(Point localization data)

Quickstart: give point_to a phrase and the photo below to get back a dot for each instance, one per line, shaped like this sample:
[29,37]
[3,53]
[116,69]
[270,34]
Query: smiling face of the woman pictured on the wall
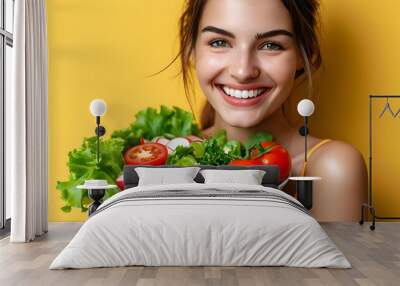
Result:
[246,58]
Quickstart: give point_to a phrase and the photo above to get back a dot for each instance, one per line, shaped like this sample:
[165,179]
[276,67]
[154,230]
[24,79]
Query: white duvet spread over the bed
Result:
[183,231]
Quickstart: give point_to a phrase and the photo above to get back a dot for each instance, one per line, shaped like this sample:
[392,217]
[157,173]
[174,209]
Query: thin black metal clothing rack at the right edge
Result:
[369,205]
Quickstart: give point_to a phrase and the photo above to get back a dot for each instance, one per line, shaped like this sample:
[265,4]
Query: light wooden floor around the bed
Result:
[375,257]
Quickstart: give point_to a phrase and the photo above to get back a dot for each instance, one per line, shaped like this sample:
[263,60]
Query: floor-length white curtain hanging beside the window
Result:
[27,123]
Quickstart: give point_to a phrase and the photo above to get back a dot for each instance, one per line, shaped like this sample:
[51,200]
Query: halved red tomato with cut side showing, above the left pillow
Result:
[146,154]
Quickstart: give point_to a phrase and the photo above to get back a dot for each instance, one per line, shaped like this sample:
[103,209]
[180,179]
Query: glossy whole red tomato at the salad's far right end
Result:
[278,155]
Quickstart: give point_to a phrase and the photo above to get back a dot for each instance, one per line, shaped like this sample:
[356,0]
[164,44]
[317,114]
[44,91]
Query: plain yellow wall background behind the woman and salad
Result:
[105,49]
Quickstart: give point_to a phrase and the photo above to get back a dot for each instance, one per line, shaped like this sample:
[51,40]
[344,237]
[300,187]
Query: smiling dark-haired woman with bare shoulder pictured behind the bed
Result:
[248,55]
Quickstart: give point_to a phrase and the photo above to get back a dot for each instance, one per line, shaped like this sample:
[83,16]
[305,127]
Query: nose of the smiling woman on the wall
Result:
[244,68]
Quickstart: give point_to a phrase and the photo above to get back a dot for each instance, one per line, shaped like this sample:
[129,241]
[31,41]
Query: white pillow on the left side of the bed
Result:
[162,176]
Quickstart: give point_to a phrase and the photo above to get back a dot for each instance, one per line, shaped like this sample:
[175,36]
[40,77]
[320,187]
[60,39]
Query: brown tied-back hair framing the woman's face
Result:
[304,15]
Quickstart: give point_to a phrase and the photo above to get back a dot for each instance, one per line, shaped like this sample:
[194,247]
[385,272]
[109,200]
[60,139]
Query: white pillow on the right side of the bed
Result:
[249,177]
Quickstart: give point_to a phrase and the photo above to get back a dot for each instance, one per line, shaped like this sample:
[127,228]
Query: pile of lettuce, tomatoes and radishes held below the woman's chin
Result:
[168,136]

_Requirement_
Search the records above for the string "below". Report each line that has it.

_Completed exercise_
Quickstart: give point_to a phrase and the photo below to get back a dot for each instance, one per line, shaped like this sample:
Query: pile of lettuce, tomatoes and radishes held below the woman's chin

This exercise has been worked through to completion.